Referring expression pointing data

::::::::::

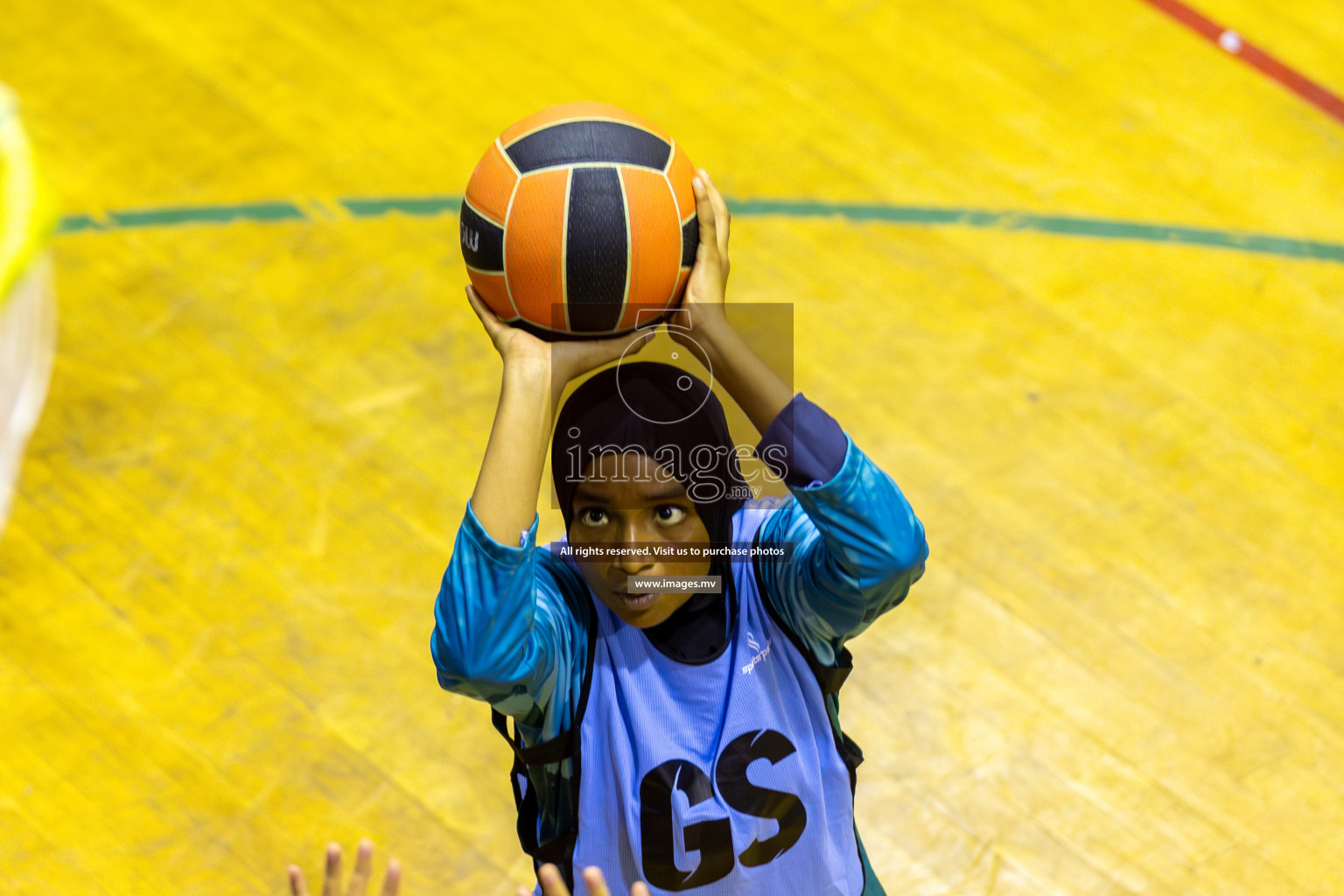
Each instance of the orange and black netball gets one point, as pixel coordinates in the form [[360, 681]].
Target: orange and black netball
[[579, 223]]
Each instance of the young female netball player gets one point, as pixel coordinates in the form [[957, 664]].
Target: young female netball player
[[689, 739]]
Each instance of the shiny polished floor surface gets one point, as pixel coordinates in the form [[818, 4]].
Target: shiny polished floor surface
[[1071, 273]]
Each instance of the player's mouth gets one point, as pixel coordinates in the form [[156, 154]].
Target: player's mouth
[[634, 601], [637, 601]]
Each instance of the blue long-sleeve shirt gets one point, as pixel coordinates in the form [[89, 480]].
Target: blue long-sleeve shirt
[[509, 620]]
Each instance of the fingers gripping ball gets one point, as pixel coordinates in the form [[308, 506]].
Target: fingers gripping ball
[[579, 223]]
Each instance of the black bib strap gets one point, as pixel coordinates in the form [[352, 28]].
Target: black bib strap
[[832, 677], [556, 750]]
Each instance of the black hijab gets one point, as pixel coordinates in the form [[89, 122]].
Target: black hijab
[[675, 418]]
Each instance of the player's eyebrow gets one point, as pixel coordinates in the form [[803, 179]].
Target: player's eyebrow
[[589, 496]]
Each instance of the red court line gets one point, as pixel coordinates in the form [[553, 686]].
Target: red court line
[[1254, 57]]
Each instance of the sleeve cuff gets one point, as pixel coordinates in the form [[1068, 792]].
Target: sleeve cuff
[[492, 549], [804, 444]]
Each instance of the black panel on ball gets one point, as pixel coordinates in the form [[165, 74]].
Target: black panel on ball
[[690, 242], [596, 251], [483, 241], [589, 141]]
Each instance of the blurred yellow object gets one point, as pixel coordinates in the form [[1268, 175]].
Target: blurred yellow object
[[27, 300]]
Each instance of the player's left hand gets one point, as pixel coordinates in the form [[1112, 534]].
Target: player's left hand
[[554, 886], [702, 306], [358, 884]]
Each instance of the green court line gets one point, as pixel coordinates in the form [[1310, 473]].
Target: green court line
[[1058, 225]]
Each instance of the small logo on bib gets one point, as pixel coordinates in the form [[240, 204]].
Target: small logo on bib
[[759, 653]]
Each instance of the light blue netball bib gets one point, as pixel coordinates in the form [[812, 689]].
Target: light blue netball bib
[[714, 780]]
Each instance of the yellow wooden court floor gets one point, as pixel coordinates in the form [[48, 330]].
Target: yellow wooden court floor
[[1071, 273]]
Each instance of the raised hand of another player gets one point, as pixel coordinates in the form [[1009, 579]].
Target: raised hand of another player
[[564, 360], [702, 306], [554, 886], [358, 884]]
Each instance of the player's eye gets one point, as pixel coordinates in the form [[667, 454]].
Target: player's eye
[[669, 514]]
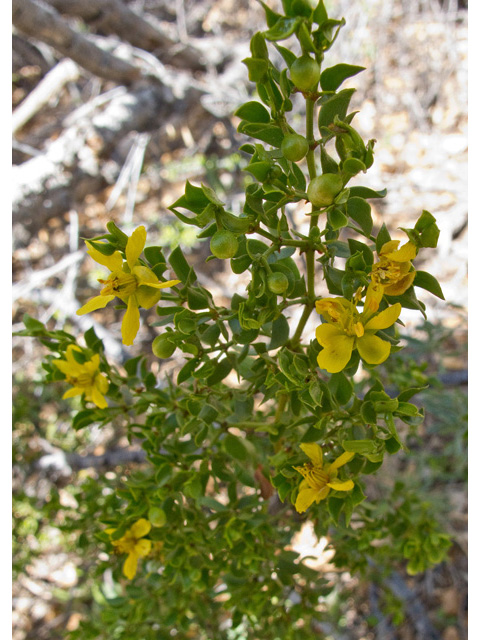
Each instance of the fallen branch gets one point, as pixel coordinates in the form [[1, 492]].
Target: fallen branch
[[115, 18]]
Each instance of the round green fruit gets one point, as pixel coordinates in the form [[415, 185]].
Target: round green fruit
[[305, 73], [294, 147], [277, 283], [157, 516], [322, 190], [162, 347], [224, 244]]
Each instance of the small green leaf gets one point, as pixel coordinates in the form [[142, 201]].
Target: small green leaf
[[84, 418], [336, 218], [359, 210], [280, 332], [180, 265], [366, 192], [235, 447], [187, 370], [282, 29], [383, 236], [337, 105], [429, 283], [257, 69]]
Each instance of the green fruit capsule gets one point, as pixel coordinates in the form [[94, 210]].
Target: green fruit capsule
[[224, 244], [157, 516], [162, 347], [305, 73], [322, 190], [277, 283], [294, 147]]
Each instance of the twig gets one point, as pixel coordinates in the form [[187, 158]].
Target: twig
[[65, 71]]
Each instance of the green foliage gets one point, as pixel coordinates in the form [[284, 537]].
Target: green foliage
[[226, 436]]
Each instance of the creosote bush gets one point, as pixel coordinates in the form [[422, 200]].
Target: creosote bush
[[261, 429]]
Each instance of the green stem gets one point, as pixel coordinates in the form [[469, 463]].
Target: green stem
[[310, 252]]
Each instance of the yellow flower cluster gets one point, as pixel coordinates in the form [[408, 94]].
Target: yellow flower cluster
[[136, 285], [346, 329], [134, 544], [318, 478]]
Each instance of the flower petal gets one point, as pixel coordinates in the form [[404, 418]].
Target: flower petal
[[341, 486], [113, 262], [373, 349], [141, 528], [99, 302], [71, 393], [131, 322], [322, 494], [130, 566], [135, 245], [305, 498], [340, 461], [313, 451], [385, 318], [143, 547], [337, 353]]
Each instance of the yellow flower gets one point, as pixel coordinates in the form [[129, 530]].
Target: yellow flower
[[392, 274], [346, 329], [85, 378], [133, 283], [133, 543], [319, 479]]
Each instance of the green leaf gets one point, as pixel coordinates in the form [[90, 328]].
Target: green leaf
[[257, 69], [336, 218], [32, 324], [154, 255], [197, 299], [211, 503], [260, 170], [359, 210], [337, 105], [383, 236], [429, 283], [235, 447], [355, 245], [320, 13], [280, 332], [359, 446], [180, 265], [282, 29], [187, 370], [267, 133], [332, 78], [366, 192], [253, 112], [335, 506], [222, 370]]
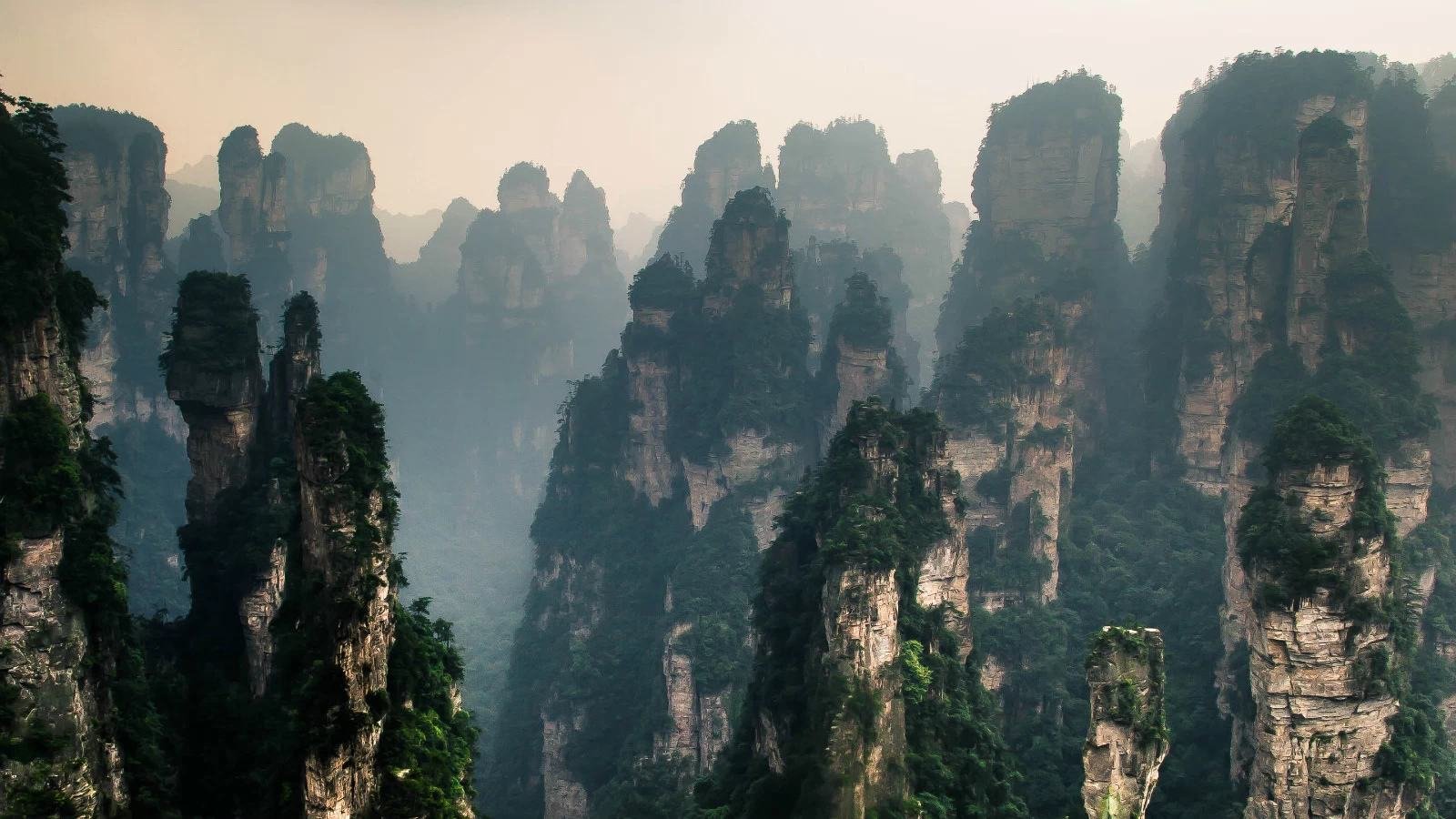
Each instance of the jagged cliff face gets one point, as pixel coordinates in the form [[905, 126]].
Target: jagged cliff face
[[60, 748], [1318, 659], [252, 207], [1264, 232], [822, 270], [861, 360], [728, 162], [346, 532], [288, 541], [1046, 203], [1004, 395], [1046, 194], [48, 658], [841, 716], [1127, 733], [696, 431], [1412, 228], [839, 184], [834, 181], [116, 222]]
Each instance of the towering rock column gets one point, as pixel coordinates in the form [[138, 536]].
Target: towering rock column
[[1046, 242], [349, 511], [1252, 317], [252, 208], [659, 292], [217, 382], [57, 726], [1127, 734], [855, 668], [116, 222], [1318, 555], [861, 359], [725, 164]]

::::::::::

Exercise details:
The lines above, starting at the one with "Target: orange and black netball" and ending at the one with "Each instance of the black bib", are the only ones to return, exactly as written.

Response:
Target: orange and black netball
[[579, 223]]
Each instance of the young female netball player gets one point, as pixel coordinates in the form [[957, 664]].
Target: young female netball player
[[689, 739]]
Each instance of the shiny polished floor surface gets one point, as pixel coordinates in the form [[818, 4]].
Target: shiny polished floor surface
[[1071, 273]]
Each instance of the player's mouth gets one point, as pixel coordinates in the form [[156, 154]].
Target: player's mouth
[[634, 601], [637, 601]]
Each instance of the blue long-sleeve shirt gets one point, as pixel coordinates in the form [[89, 480]].
Target: blue long-sleeve shirt
[[509, 620]]
Each instance of the fingers gripping ball gets one point, as pixel coordinates in the form [[308, 506]].
Target: fingers gripping ball
[[579, 223]]
Each instance of the black bib strap gets one point, as pixel coordinates in the form [[352, 28]].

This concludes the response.